TASK INSTRUCTIONS
1 – Translate this sentence from the Mor Aldenn review into Spanish: "This class was somewhat of a surprise for me, as I sincerely didn't think it would work."
2 – Write the next part of the Mor Aldenn review, continuing after its final sentence.

SELECTED PASSAGE
As has been the tradition with Mor Aldenn books, this one also includes a short story that is supposed to draw us into the city's flair - in contrast to all 3 of the player's guide, though, Jason Kimble's 12-page short story Demon Dreams actually paints an understandable, logic and exciting city rife with adventure, social structures and most of all, doesn't fall into the "Alert the Mages"-scheme, but rather provides valid reasons why the mages don't immediately act and why one of the most powerful figures of the city remains behind the scenes. Clever and a nice read.

After that, we get a guide to the city, including a b/w-2-page map, information on the archmages and governing bodies, guilds, religions (including some sample religious tales) and, most of all: The 3 laws of magic that serve as the judicial foundation of how Wizardry is practiced in Mor Aldenn. Local holidays, festivals, organizations etc are covered as well and after reading this mere paragraph, the city makes more sense to me than after the lecture of the whole player's guide. More importantly, the grand logic bugs have been wiped and while I'd love to see a more detailed section on festivals, laws etc., the amount of information provided is enough to create plenty of adventures. Any awkward wordings that have plagued the predecessor have completely vanished and been replaced with text that is fluent to read and is actually enjoyable. The section can be considered a success.

After this very fluffy introduction to the city of mages, we are introduced to crunch galore in the player's options. The first new bit of crunch would be the Spellwarden, a 20-level base-class alternative for the Magus focused on defense, especially against magic users. This class was somewhat of a surprise for me, as I sincerely didn't think it would work. Surprisingly, though, it does: The class gets d8, 2+ Int skills per level, 3/4 BAB, good fort and will-saves, profiency with light weapons and armor and martial weapons, Int-based spellcasting like a wizard and an arcane pool that can be used to apply defensive qualities to armor and shield as well as defensive bonuses. He gets medium armor proficiency relatively fast and can cast with shields. Quite cool, he also can use his arcane pool to grant defensive auras when casting spells, the effect of the aura depending on the school of the spell cast, effectively adding another usage to prepared spells that would otherwise be useless in combat. They also are rather adept at counterspelling and get spell progression of up to 6th level. His arcana selection is limited, though, as is his spell-list and he gets 4 additional arcanas. I really like the class, as it makes for a great "anti-magic-cop"-character/SWAT-team-like style. Think about Spellwardens attacking a cabal of wizards conducting a ritual with the PCs...or the PCs trying to pull one of while beset by them. Two thumbs up for this one!

COLLECTED MATERIAL
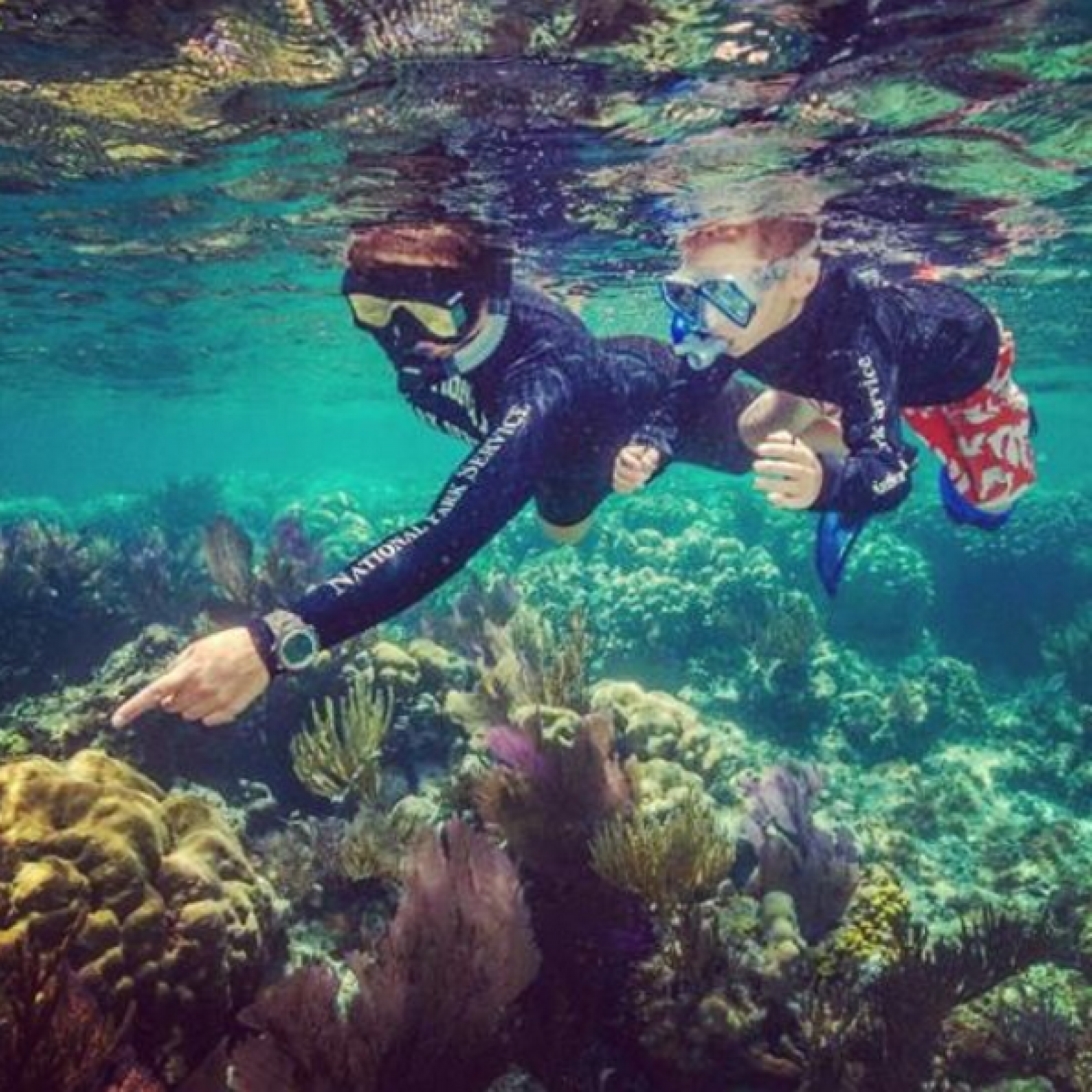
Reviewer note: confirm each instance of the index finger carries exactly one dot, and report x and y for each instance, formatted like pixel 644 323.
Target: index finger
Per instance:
pixel 149 698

ANSWERS TO EACH TASK
1 – Esta clase fue algo sorprendente para mí, ya que sinceramente no creía que fuera a funcionar.

2 –
This section also contains 3 new races - the Centaur, the Gaiant and the Sprite. I have already commented on the hgaiant and centaur in their respective original products (Player's Guide & Gaiants Discovered), so just to quickly sum it up: Centaurs - I prefer SGG's Lapith-race, as they can turn bipedal and thus explore normal dungeons etc without the mount/large creature problems of the centaur. Gaiants: I like the race per se, their fluff and idea, but some parts of them are overpowered: There is a racial trait that gives them a natural attack (with reach, they are large!) that does 1d12 damage. Go forth and weep, ye monks! This section was a wasted chance to repair/improve some balance-concerns. The Sprite is an interesting race: They get +2Dex and Cha, -2 Str, an additional form of movement, low-light vision, a bonus feat, +2 to a kill selected from a limited list, a daily reroll and...well. They are tiny. PFRPG's first tiny PC-race. There are also new feats (29 to be precise) that support the sprites, centaurs and the ley-lines. Ley lines? Yep, these feats grant supernatural abilities and work better on ley lines and not at all in anti-magic fields, but more on ley-lines later.
Next up are 4 archetypes: An arcane paladin, a hunter of magical creatures (ranger, including a new combat style) and 2 new rogue archetypes, the Prestidigator who can use his talents at range (think a better arcane trickster of the 3.0 days of yore) and the street magician who gets minor magic access. Then there is also a new wizardry subdomain for the cleric and we get new spells as well - the spells mostly centered on nature and the land, fitting with the fey/old world theme. It should be noted that some of the spells are reprints from e.g. the Gaiant-book etc. Finally on the new-rules side, we get the Aldennic Spellshield 5-level PrC. Where the Spellwarden is the magic anti-mage specialist, the Spellshield is his mundane equivalent: Gaining full BAB, d10, medium fort and will saves and 6+Int skills per level, they get minor spell resistance and several tricks for using dirty fighting to neutralize arcane threats. Nice PrC and one of the examples where a PrC is truly prestigious and justified - nice!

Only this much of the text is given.